┌─ BLOCO DE TEXTO

O recurso foi regularmente admitido por despacho proferido a fls. 113.
O Ministério Público respondeu ao recurso, sustentando que deve considerar-se sanada a nulidade suscitada por não ter sido atempadamente invocada e considerar-se igualmente improcedente o recurso quanto ao mérito da decisão.
Também a assistente respondeu ao recurso dizendo, em suma, que a nulidade invocada deve considerar-se sanada por não ter sido arguida no prazo de 10 dias contado da audiência de julgamento em que em que ocorreu a deficiente gravação e, quanto à matéria de facto, asseverou perfilhar na íntegra o plasmado na decisão do Tribunal a quo, não existindo qualquer erro de julgamento e espelhando o recurso apresentado apenas a visão e convicção pessoal da arguida.

└─

__AS SUAS INSTRUÇÕES__
Segundo o bloco de texto, a que folhas foi proferido o despacho que admitiu o recurso?

┌─ DADOS FORNECIDOS

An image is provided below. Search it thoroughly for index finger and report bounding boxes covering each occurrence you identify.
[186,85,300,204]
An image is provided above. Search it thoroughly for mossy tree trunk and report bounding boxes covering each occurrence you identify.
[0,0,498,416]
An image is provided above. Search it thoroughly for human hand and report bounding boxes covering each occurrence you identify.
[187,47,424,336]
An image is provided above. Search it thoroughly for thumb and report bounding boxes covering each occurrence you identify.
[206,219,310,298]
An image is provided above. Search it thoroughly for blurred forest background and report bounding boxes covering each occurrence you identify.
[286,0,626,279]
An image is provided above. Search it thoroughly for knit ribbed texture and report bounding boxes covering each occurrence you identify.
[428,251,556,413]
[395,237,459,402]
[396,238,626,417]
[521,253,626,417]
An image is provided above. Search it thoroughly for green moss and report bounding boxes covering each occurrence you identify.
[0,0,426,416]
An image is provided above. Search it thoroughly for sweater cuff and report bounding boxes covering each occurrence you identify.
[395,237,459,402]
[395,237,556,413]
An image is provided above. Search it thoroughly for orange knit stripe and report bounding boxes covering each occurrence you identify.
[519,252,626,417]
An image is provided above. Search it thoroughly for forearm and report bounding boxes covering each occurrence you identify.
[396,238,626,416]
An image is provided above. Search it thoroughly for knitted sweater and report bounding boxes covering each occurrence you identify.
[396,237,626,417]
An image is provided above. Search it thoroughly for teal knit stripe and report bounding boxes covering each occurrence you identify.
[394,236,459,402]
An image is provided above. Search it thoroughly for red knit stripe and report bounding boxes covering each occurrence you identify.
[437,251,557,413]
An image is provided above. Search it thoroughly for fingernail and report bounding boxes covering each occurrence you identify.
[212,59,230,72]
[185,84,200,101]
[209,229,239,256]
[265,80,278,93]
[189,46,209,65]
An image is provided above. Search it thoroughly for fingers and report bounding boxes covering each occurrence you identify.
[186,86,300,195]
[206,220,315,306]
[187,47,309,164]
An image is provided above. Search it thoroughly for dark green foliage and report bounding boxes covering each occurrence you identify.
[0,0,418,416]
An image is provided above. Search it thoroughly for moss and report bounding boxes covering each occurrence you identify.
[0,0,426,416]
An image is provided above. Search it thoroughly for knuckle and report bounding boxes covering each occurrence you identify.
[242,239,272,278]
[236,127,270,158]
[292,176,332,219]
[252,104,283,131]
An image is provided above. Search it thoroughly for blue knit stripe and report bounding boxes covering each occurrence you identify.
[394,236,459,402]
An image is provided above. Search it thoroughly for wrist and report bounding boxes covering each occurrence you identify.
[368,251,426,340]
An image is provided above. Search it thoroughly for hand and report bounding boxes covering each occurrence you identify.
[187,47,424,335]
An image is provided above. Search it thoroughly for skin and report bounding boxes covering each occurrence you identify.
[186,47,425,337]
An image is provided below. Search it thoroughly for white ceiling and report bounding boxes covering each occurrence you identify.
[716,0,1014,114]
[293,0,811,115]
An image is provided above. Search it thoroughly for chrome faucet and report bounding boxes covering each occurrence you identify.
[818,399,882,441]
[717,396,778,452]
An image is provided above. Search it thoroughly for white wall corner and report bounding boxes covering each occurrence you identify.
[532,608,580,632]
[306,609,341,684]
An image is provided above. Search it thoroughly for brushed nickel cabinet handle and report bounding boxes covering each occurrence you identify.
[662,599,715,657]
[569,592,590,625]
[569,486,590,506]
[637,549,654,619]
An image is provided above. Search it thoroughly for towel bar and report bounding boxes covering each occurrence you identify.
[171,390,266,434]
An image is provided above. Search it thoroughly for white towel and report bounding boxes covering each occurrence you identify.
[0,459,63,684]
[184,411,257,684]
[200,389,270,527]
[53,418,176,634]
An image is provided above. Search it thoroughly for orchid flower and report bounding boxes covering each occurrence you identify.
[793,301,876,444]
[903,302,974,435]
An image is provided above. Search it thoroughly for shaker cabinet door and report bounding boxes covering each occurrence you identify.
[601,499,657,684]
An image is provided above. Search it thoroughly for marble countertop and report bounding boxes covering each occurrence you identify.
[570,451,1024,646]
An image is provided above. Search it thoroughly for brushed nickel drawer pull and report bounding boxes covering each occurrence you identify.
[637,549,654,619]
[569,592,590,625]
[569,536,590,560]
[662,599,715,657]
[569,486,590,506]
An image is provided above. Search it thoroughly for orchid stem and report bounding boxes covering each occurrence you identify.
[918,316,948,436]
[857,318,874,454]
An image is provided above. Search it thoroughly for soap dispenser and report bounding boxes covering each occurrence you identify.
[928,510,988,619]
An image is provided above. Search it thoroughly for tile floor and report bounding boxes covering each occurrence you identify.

└─

__RESPOSTA AO PROBLEMA__
A fls. 113.